REQUEST »
Repeat the passage in the shipwreck account below from "No more is heard" to "for the longboat.".

──────── DOCUMENT SECTION

On Monday they were able to revisit the reef, secure one of their boats, find some more supplies and pick up a few stragglers. One, a boy, refused to go back to the island in the longboat. On Wednesday, survivors began dying. On Thursday the carpenter began to improvise a mast for the longboat’s voyage to Batavia. ‘I am hoping for the rescue of us all’, van de Graeff wrote. On Saturday one of the soldiers died at dawn. Next day a seaman died in the morning. The survivors on the island could see two others walking round on the reef but ‘we could not help them.’
 
It was Monday again and another week of misery and death had passed. They took the longboat to the reef ‘with great difficulty.’ There they found the reluctant boy still alive. The men left aboard the wreck had floated some supplies to him. They waved and signaled to the wreck for more supplies, including sailcloth. Some wine, brandy and butter were delivered, together with a sail they could fit to the newly built mast of the longboat.
 
Next morning at 7 the tent in which the officers were sheltering on the island was invaded by ‘all petty officers and the common hands, most of whom were drunk.’
 
The men walked into our tent with a great deal of clamour and confusion of argument and counter-argument, all shouting at the same time, telling the master that they wanted the long boat to sail to Batavia and that they wish to appoint as her chief the 1st officer Pieter Langeweg and no one else, and 10 of the best seamen with him whom we are to select. They would hear of no further counsel, saying that they will carry on their affairs and that they have collected some good seamen whom they deem to be capable of handling a long boat and have made them draw lots and have appointed 10 of them according to the lots drawn to sail in the boat…
 
No more is heard about this incident and its aftermath but van der Graeff’s journal goes on to describe negotiations with those still on the wreck. They now wanted to be taken off with the longboat. But the conditions were so bad that this was impossible. However, they had lost most of the remaining supplies needed by those on the island. A deal was done and some more alcohol, butter and kegs of salted fish were floated across on Thursday the 3rd of July. That day, the sail maker also began to make the sails for the longboat.

────────────────
──────── LISTING

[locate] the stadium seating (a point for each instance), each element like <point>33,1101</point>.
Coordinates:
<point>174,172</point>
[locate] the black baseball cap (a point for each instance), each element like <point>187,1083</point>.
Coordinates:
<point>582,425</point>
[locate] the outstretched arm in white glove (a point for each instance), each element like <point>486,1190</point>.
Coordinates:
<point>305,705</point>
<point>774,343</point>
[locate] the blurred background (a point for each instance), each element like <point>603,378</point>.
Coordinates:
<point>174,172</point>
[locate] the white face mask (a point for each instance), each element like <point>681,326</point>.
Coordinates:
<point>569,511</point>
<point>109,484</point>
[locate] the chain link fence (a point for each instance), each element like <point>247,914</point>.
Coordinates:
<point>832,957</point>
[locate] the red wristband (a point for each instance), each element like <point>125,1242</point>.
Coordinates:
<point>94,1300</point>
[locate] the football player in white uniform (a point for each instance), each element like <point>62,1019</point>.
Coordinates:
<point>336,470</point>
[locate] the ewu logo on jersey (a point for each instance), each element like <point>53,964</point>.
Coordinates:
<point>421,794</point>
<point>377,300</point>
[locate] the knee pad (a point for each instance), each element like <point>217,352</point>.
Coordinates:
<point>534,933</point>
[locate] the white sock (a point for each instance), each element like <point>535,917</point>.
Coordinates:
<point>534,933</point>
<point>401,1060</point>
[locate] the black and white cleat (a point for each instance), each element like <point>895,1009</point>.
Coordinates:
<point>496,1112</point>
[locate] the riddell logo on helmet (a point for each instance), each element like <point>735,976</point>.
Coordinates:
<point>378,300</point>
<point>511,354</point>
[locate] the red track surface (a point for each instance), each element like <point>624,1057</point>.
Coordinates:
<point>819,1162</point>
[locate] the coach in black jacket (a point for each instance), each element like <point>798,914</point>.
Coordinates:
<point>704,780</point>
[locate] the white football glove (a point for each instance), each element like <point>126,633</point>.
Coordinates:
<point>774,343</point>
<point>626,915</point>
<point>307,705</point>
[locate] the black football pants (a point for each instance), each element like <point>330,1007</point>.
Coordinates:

────────────────

PROBLEM SOLUTION »
No more is heard about this incident and its aftermath but van der Graeff’s journal goes on to describe negotiations with those still on the wreck. They now wanted to be taken off with the longboat. But the conditions were so bad that this was impossible. However, they had lost most of the remaining supplies needed by those on the island. A deal was done and some more alcohol, butter and kegs of salted fish were floated across on Thursday the 3rd of July. That day, the sail maker also began to make the sails for the longboat.